How many lines of the material below contain the string "truck"? Give only the number.

**** RECORDS TO PROCESS

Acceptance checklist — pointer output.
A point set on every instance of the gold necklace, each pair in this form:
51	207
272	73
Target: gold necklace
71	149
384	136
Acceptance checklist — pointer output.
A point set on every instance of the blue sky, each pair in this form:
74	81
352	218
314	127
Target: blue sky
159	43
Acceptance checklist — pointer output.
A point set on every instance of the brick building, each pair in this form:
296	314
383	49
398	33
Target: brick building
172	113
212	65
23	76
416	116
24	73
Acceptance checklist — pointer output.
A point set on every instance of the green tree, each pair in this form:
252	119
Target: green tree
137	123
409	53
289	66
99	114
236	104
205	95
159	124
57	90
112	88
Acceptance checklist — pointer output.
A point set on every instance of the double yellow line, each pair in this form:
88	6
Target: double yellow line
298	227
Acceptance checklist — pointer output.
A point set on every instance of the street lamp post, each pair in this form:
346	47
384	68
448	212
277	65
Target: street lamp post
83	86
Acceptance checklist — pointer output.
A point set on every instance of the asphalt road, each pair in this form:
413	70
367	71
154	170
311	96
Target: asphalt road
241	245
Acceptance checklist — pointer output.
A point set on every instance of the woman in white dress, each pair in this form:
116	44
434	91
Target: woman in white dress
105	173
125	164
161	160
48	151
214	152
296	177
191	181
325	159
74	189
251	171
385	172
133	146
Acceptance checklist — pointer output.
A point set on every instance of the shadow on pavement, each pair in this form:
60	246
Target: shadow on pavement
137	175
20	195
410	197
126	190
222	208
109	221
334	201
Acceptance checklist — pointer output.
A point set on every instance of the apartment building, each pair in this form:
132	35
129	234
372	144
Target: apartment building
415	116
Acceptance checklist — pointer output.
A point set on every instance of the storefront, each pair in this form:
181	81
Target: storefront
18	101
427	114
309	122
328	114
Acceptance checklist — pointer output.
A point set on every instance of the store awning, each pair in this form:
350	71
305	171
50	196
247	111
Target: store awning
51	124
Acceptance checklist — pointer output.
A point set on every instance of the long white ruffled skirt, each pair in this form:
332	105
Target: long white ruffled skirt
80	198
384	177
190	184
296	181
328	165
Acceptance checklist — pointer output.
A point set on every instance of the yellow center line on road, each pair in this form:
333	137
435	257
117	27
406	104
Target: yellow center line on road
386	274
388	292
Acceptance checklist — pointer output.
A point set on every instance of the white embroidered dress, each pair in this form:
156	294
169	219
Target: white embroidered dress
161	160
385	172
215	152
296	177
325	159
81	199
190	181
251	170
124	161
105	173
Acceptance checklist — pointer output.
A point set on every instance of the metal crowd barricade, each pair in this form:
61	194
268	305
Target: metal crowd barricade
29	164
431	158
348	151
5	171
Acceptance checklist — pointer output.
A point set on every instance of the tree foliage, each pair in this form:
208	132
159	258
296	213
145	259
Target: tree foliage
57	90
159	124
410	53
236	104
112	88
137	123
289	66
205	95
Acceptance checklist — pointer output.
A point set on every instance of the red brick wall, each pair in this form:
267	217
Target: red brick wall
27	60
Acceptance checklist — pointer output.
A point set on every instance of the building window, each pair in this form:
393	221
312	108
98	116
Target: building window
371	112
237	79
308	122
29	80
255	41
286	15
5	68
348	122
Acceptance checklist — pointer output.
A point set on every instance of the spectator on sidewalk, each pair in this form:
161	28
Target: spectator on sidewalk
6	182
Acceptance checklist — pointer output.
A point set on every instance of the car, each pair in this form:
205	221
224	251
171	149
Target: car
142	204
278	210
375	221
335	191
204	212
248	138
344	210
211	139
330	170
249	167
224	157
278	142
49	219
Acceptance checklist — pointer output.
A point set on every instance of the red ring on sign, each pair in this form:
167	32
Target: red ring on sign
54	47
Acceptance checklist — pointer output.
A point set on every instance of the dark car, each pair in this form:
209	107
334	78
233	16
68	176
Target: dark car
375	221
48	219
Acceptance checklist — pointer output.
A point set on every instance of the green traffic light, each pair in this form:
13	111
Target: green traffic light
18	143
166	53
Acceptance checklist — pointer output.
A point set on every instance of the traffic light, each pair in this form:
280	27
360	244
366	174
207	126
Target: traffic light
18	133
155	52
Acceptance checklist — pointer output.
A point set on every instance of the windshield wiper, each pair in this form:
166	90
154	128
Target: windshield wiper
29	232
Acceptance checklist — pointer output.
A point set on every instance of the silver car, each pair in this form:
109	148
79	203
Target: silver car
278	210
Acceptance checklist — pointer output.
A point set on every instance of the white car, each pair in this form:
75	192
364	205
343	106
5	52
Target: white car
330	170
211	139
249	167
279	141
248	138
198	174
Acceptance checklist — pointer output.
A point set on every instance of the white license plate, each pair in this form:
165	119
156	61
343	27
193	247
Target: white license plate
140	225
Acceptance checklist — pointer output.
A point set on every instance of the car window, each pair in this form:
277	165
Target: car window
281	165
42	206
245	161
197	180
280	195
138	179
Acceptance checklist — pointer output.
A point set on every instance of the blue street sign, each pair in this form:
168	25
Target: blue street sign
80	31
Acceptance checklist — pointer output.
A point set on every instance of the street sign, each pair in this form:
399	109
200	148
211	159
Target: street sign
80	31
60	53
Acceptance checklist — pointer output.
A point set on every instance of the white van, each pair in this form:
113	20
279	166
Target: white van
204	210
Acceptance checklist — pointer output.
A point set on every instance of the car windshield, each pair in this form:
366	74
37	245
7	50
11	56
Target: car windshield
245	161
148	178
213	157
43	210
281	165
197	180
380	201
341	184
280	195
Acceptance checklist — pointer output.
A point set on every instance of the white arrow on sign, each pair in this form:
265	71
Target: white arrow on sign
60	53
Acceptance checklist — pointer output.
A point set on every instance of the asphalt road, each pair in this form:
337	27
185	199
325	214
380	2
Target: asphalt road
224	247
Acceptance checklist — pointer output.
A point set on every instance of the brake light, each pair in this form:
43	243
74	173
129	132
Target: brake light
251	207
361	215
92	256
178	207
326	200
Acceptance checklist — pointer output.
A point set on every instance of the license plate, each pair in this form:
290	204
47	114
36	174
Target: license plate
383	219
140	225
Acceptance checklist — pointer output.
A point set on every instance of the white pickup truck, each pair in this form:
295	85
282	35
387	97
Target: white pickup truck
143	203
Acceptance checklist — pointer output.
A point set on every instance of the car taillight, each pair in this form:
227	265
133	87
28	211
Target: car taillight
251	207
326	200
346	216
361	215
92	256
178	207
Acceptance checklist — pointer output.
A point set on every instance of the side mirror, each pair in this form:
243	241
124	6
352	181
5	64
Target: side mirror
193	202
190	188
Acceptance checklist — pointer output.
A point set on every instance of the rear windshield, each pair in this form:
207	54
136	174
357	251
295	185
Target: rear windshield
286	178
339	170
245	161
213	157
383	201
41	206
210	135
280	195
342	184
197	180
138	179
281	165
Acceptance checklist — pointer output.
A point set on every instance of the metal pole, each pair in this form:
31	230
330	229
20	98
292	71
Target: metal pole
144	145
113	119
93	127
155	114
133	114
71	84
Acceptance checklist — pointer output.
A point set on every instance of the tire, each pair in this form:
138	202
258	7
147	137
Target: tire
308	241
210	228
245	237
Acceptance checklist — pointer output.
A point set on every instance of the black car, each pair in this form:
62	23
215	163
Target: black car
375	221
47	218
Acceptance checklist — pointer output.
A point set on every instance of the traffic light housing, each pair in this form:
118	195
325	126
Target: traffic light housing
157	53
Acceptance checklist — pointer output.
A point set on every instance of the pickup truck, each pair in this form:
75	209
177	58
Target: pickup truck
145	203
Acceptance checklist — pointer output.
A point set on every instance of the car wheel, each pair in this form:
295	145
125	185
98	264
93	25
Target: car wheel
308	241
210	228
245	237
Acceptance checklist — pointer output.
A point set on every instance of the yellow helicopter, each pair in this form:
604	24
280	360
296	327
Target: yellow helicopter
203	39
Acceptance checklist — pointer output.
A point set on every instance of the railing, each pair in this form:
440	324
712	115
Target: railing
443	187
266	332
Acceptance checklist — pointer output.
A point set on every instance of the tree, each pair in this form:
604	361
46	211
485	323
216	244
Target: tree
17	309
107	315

********

> [ANSWER FOR THE TASK]:
4